## Excerpt to read
= = = = = = =

OpenZFS branch tracking policy
Martin Matuska
mm at FreeBSD.org
Sat Apr 10 23:03:34 UTC 2021
Thank you for your comments, Warner.
What I would like to know is the timing - how much time do we need to
resolve the issues. I can pull in the OpenZFS code up to commit
3522f57b6 the "old" way. This is the last commit common to master and
zfs-2.1-release and can be cherry-picked to stable/13 the "old" way.
This will keep our code on par with openzfs-2.1-rc1 (rc2 is out now) and
I can add a 2-week MFC for stable/13 as usual but there are no
significant changes at all. After that we need to split main and
stable/13 and ideally move to direct tracking of OpenZFS.
I have added some comments below.
On 10. 4. 2021 21:22, Warner Losh wrote:
> Thanks for the update Martin.
>
> The tl;dr is I think this will be fine. However, I'd like to document
> the reasoning here for future cases that we may need to judge. There's
> also a couple of logistical issues at the end we need to address, one
> critical.
>
> On Sat, Apr 10, 2021 at 11:15 AM Martin Matuska <mm at freebsd.org
> <mailto:mm at freebsd.org>> wrote:
>
> Here are some of the facts:
>
> - In my merge, there are 15 conflicting files due to changes in
> FreeBSD (add/add)
> - Some of the changes have already been upstreamed in later
> revisions of openzfs than 891568c99
> - A significant majority of the diffs is subject for upstreaming.
> The ideal state would be to have all changes upstreamed. Sometimes
> changes get upstreamed with modifications.
> - In general our developers open pull requests and commit to
> OpenZFS, then we merge the changes
>
> What our developers would like is to use a "git blame" on
> sys/contrib/openzfs/something to see the history path from OpenZFS.
>
> I agree that the merge commits should be more verbose, ideally
> containing a "git log --oneline" of the commits since last merge.
>
> If a do a "squashed" merge like you described with bzip2, then I
> do not import the history from OpenZFS. That way we don't need
> that at all and can continue working the way we did until now.
>
> What you say about adding "unnecessary" history - since the common
> development at OpenZFS the majority of commits directly affects
> FreeBSD. Only "Linux-Only" and "CI-related" commits are not
> relevant for FreeBSD.
>
> I have updated my example branch how it may look like with more
> detailed commit messages, nicely clickable from github:
> https://github.com/mmatuska/freebsd-src/tree/openzfs_master_merged
> <https://github.com/mmatuska/freebsd-src/tree/openzfs_master_merged>
>
> So the the current question is quite simple, we can do one of the
> following:
> a) do the unsquashed merge I suggest that imports the openzfs
> history - this will make the commits very transparent, future
> merges and upstream tracking very easy and
> --allow-unrelated-history flag is not required anymore. The
> "common" part of the histories in main and stable/13 will be
> identical.
> b) if that is not desired or we are undecided I will continue the
> way we go now until a better solution is found. In that case I
> will fork a second vendor branch (vendor/openzfs-2.1) that starts
> with the latest common commit of openzfs/master and
> openzfs/zfs-2.1-release and will merge (or cherry-pick?) from this
> branch directly to stable/13. As an alternative to merging, git
> cherry-pick supports -Xsubtree= as well.

= = = = = = =

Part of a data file
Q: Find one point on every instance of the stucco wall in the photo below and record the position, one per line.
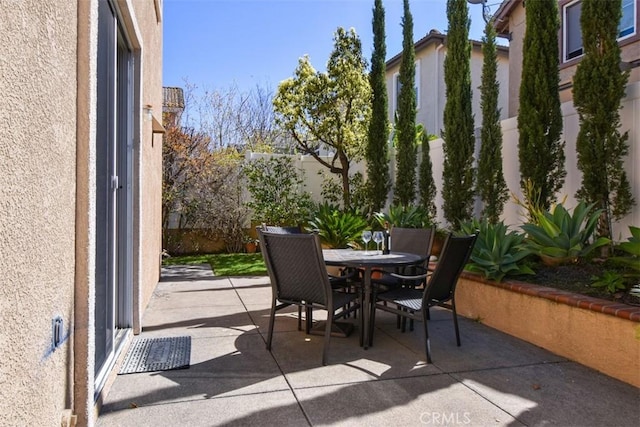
(37, 207)
(149, 216)
(430, 60)
(604, 342)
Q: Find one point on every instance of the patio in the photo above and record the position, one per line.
(493, 379)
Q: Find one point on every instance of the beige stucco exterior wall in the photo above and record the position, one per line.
(430, 62)
(607, 343)
(630, 120)
(516, 37)
(37, 208)
(47, 198)
(149, 198)
(516, 24)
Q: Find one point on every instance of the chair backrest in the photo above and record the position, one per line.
(412, 240)
(281, 230)
(454, 256)
(296, 267)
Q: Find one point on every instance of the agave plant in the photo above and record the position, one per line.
(632, 248)
(337, 228)
(498, 252)
(560, 237)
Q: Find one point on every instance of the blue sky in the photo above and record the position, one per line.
(218, 43)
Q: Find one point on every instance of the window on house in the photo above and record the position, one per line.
(572, 35)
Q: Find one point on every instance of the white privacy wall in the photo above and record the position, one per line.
(630, 119)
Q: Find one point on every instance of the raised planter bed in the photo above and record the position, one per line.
(600, 334)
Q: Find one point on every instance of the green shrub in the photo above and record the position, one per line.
(632, 248)
(562, 237)
(498, 252)
(409, 216)
(276, 198)
(336, 228)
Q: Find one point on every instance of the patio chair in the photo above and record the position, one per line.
(299, 277)
(412, 240)
(414, 303)
(345, 281)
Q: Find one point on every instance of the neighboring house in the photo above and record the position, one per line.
(80, 199)
(430, 52)
(511, 23)
(172, 105)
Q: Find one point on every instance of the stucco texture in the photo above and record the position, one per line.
(37, 206)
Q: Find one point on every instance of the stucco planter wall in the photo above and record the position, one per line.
(593, 332)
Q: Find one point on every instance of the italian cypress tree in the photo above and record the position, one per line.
(491, 186)
(458, 171)
(426, 184)
(404, 193)
(377, 156)
(598, 88)
(540, 151)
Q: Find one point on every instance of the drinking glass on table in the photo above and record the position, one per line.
(378, 237)
(366, 238)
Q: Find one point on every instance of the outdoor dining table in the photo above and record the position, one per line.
(366, 261)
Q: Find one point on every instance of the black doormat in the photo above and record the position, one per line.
(157, 354)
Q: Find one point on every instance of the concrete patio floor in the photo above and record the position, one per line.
(493, 379)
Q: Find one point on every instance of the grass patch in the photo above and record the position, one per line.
(238, 265)
(224, 264)
(187, 259)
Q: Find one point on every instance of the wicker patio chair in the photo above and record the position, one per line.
(414, 303)
(347, 280)
(299, 277)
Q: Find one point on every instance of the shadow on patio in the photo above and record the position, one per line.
(493, 379)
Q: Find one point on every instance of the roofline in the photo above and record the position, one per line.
(501, 17)
(435, 36)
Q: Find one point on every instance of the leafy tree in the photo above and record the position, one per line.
(233, 118)
(404, 193)
(276, 196)
(541, 153)
(599, 86)
(426, 184)
(329, 110)
(378, 181)
(459, 141)
(201, 187)
(490, 183)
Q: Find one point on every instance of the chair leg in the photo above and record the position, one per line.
(272, 319)
(372, 321)
(427, 343)
(327, 335)
(455, 321)
(308, 321)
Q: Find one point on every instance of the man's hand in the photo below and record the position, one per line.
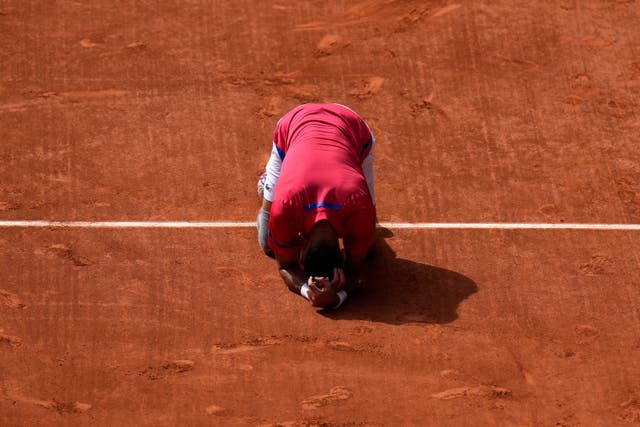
(322, 292)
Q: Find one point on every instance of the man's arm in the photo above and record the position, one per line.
(291, 272)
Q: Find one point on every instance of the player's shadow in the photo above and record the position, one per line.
(401, 291)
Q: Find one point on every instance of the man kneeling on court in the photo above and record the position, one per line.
(316, 190)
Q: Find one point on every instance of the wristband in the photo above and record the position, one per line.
(343, 296)
(304, 290)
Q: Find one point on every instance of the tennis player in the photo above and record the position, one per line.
(317, 191)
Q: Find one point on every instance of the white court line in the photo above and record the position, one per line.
(251, 224)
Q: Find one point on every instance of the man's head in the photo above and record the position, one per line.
(323, 253)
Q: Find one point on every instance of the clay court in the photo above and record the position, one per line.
(503, 128)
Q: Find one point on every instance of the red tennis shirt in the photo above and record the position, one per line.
(322, 147)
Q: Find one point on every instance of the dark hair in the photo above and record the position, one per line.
(321, 259)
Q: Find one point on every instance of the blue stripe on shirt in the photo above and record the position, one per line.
(317, 205)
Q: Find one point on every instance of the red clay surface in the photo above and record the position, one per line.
(484, 111)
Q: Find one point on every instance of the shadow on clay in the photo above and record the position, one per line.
(400, 291)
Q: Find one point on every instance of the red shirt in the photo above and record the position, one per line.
(322, 147)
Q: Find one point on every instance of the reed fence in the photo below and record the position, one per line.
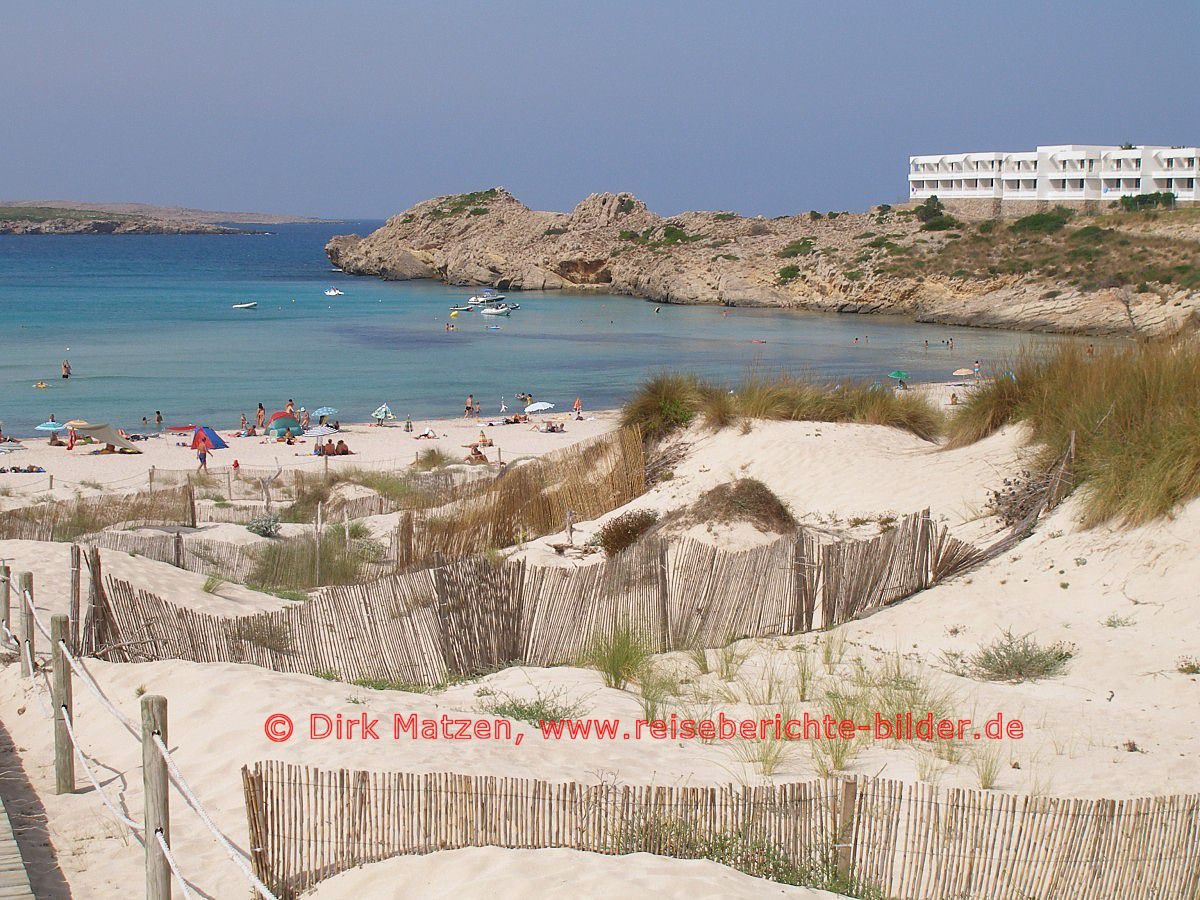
(910, 840)
(473, 616)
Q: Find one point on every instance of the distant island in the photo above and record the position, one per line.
(1053, 270)
(87, 217)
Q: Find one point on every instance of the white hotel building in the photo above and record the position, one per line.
(1069, 174)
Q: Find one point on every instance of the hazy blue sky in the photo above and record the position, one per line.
(361, 108)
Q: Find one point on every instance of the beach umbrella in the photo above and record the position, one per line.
(207, 437)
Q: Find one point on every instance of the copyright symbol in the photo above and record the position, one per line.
(277, 727)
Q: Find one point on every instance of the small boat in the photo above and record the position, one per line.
(487, 295)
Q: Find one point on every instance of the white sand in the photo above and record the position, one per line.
(81, 472)
(1120, 687)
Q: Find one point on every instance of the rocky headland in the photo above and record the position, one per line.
(1109, 274)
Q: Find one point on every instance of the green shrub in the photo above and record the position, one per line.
(1014, 659)
(618, 655)
(796, 249)
(1042, 222)
(267, 526)
(623, 531)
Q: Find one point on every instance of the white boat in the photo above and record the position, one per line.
(487, 295)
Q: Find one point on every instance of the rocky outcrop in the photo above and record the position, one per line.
(845, 263)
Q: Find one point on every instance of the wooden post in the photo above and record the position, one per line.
(664, 598)
(73, 630)
(64, 708)
(845, 840)
(155, 793)
(25, 582)
(317, 552)
(5, 593)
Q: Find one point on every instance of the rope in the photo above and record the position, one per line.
(173, 864)
(235, 855)
(91, 777)
(77, 667)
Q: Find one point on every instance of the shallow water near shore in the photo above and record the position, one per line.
(148, 324)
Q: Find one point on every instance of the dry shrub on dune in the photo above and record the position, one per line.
(1134, 411)
(670, 401)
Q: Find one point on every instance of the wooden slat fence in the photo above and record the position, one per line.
(912, 841)
(474, 616)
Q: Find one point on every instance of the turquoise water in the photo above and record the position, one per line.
(149, 325)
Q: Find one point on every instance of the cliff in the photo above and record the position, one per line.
(1115, 274)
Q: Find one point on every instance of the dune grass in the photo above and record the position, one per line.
(1134, 411)
(667, 402)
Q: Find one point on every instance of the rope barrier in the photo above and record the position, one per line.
(91, 777)
(237, 856)
(173, 864)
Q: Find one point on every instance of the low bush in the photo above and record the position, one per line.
(622, 532)
(264, 526)
(1014, 659)
(618, 655)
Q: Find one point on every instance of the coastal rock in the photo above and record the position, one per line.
(846, 263)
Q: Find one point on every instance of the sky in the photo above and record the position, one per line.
(359, 109)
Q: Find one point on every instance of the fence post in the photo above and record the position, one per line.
(25, 583)
(845, 840)
(73, 628)
(155, 793)
(64, 708)
(664, 598)
(5, 615)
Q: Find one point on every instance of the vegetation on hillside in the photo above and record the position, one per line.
(1134, 411)
(671, 401)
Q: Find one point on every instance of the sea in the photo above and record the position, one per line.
(148, 325)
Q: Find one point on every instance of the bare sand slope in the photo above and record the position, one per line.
(493, 874)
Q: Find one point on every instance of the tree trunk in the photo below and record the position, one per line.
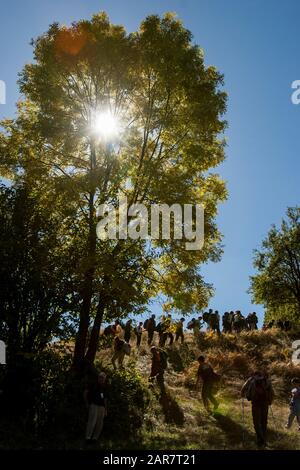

= = = = = = =

## Job 1
According to the OpenZFS branch tracking thread, why is importing the OpenZFS history into FreeBSD not "unnecessary"?
## Job 2
In the records, substitute "image" for "photo" and give the lines again from the line containing "Q: Find one point on every instance of the rope barrier" through the end of the records, changing nothing else. Leave out the pictures.

## Exercise output 1
Since development has been shared at OpenZFS, most commits directly affect FreeBSD. Only the "Linux-Only" and "CI-related" commits are not relevant to it.

## Exercise output 2
Q: Find one point on every instance of the rope barrier in the image above and record the position, one per line.
(91, 777)
(237, 856)
(173, 864)
Q: Find one point on every instance of the low bush in the image above and record the position, one per line.
(622, 532)
(264, 526)
(1014, 659)
(618, 655)
Q: Find one point on every instance of the coastal rock in the image above and record the position, one per line.
(846, 263)
Q: Find one point on every instance of the sky in the image above and record the position, one per line.
(359, 109)
Q: Find one point on every instance of the fence post in the image above and record the position, one per line.
(25, 583)
(845, 840)
(73, 628)
(155, 793)
(64, 708)
(664, 598)
(5, 615)
Q: Find one point on every instance of the vegetation on hillside in the image above and record the position, one per line.
(1134, 411)
(671, 401)
Q: Find one point on every instance of the sea in the image above and record the position, one per line.
(148, 325)
Q: Find one point on every instance of the bare sand slope in the image above and record the position, one per line.
(493, 874)
Q: Find one point on every instance of the tree trunk in the image below and record the position, one per line.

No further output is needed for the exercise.